EXCERPT
_____
At the time, I didn’t think of myself as writing a ‘historical’ novel; just a novel which happened to be set in a more distant bit of the past than I’d previously focused on. All novels are about the past, to some extent – even the most resolutely contemporary. Writers as renowned for their modern world-view as Dickens, George Eliot, and Thackeray, all published works we would now call historical fiction. Certainly one doesn’t think of A Tale of Two Cities, or Middlemarch, or Vanity Fair as belonging to a separate category from the rest of these authors’ works, and yet these are all novels set at least a generation before the time of writing.
The quest for Isandhlwana, which had been inspired by David Rattray’s talks at the Royal Geographical Society, took me first to the British Library. Here was a treasury of source-material about the Zulu wars, much of it first-hand. Setting the tone was civil-servant-turned-novelist Bertram Mitford’s Through the Zulu Country, a wonderfully evocative account of an overland journey by ox-cart in 1882, to visit the battlefields of Isandhlwana and Rorke’s Drift – a journey I would later make myself (albeit by more twenty-first century modes of transport). A brief extract gives the flavour:
From the brow of the hill just before descending, Isandhlwana comes into view, standing out in rugged boldness from the surrounding heights, towering grim and dark in the summer haze like a huge lion, but the glimpse is little more than a momentary one, and is lost to sight as the road makes a sudden dip. In front the Buffalo [river] threads along, past Rorke’s Drift and the Bashi valley, and the open plain stretches away beyond the Blood River, far into Transvaal territory. A silent and desert expanse; on the right a semi-gloom, where the frowning cliffs overhanging the Bashi valley cast their shadows; not a sign of life anywhere – a lonely and unprotected border…
Then there are the harrowing reminders of what took place on the former battlefield:
I ride over the camp ground, and although three years have elapsed, there is no lack of traces of the melancholy struggle. In spite of a luxuriant growth of herbage the circles where stood the rows of tents are plainly discernible, while strewn about are tent pegs, cartridge cases, broken glass, bits of rope, meat tins and sardine boxes pierced with assegai stabs, shrivelled up pieces of shoe-leather, and rubbish of every description; bones of horses and oxen gleam white and ghastly, and here and there in the grass one stumbles across a half-buried skeleton…
As well as his superb travel writing, Mitford published over thirty novels – many of them about his time in South Africa.
_____
EXERCISE PROMPT
Please copy out the stretch of the Isandhlwana excerpt from "At the time, I" through "time of writing.".

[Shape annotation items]
_____
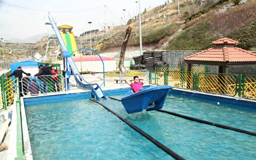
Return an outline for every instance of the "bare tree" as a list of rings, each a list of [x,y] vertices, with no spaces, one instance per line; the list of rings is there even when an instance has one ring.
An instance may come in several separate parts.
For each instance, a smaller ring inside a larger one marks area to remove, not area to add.
[[[131,22],[129,24],[125,24],[125,20],[123,20],[121,21],[121,24],[120,24],[120,22],[111,21],[109,24],[110,28],[109,29],[106,31],[104,38],[106,40],[102,41],[106,43],[112,43],[117,44],[122,43],[120,56],[119,58],[118,68],[120,71],[123,72],[126,70],[124,65],[124,61],[126,47],[128,42],[130,39],[131,39],[134,41],[136,41],[136,38],[140,36],[138,33],[138,29],[135,29],[133,26],[133,22],[136,21],[136,18],[134,16],[132,18],[129,14],[130,20],[128,21]],[[118,23],[119,23],[118,24]],[[104,26],[101,26],[101,28],[104,28]],[[147,35],[147,32],[144,32],[142,34],[142,36],[145,36]]]

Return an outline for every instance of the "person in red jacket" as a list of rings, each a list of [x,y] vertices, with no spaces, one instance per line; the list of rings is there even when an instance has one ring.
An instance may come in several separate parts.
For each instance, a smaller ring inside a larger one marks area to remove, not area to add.
[[[59,86],[59,82],[58,82],[58,76],[57,76],[59,74],[59,72],[58,72],[58,70],[57,69],[55,69],[55,66],[52,66],[52,70],[51,71],[52,73],[55,73],[56,75],[56,76],[52,76],[52,86],[53,87],[53,91],[54,92],[56,92],[56,89],[55,88],[55,85],[57,86],[57,91],[58,91],[58,92],[60,92],[60,87]]]

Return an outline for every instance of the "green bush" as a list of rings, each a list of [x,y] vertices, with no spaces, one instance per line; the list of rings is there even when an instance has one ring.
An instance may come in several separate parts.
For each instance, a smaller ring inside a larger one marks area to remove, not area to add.
[[[241,0],[232,0],[232,1],[234,3],[235,5],[236,5],[239,4],[239,3]]]
[[[185,23],[188,23],[188,22],[189,22],[189,21],[190,21],[190,20],[189,19],[188,20],[187,20],[186,21],[185,21]]]

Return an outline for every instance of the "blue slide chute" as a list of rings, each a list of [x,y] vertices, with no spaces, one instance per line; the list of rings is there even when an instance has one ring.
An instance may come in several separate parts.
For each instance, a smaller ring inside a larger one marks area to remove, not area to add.
[[[80,86],[91,91],[92,94],[98,100],[100,100],[101,98],[104,98],[107,100],[107,98],[98,84],[90,84],[88,83],[85,81],[80,74],[73,59],[70,56],[71,53],[69,53],[68,52],[68,48],[62,38],[60,33],[58,29],[58,27],[57,27],[53,18],[52,16],[49,16],[48,17],[63,51],[63,58],[64,59],[66,59],[66,62],[65,62],[67,63],[67,64],[68,63],[69,64],[71,70],[76,78],[76,81],[77,84]]]

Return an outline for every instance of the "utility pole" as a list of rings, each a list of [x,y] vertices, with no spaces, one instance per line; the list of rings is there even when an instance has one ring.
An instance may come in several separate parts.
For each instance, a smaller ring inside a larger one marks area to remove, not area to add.
[[[88,23],[90,25],[90,49],[92,49],[92,39],[91,36],[91,24],[92,22],[88,22]],[[91,55],[92,55],[92,51],[91,51]]]
[[[125,20],[125,10],[124,9],[123,10],[124,11],[124,26],[126,25],[126,20]]]
[[[136,21],[137,21],[137,20],[138,19],[138,13],[137,13],[137,4],[138,4],[138,1],[136,1],[135,2],[136,3]]]
[[[30,45],[30,56],[31,56],[31,58],[32,58],[32,45]]]
[[[142,40],[141,39],[141,21],[140,18],[140,0],[139,0],[139,15],[140,16],[140,55],[142,55]]]
[[[106,32],[106,28],[107,27],[107,5],[105,5],[105,23],[104,26],[104,33]]]
[[[178,14],[180,14],[180,0],[178,0]]]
_____
RESPONSE TO THIS TASK
At the time, I didn’t think of myself as writing a ‘historical’ novel; just a novel which happened to be set in a more distant bit of the past than I’d previously focused on. All novels are about the past, to some extent – even the most resolutely contemporary. Writers as renowned for their modern world-view as Dickens, George Eliot, and Thackeray, all published works we would now call historical fiction. Certainly one doesn’t think of A Tale of Two Cities, or Middlemarch, or Vanity Fair as belonging to a separate category from the rest of these authors’ works, and yet these are all novels set at least a generation before the time of writing.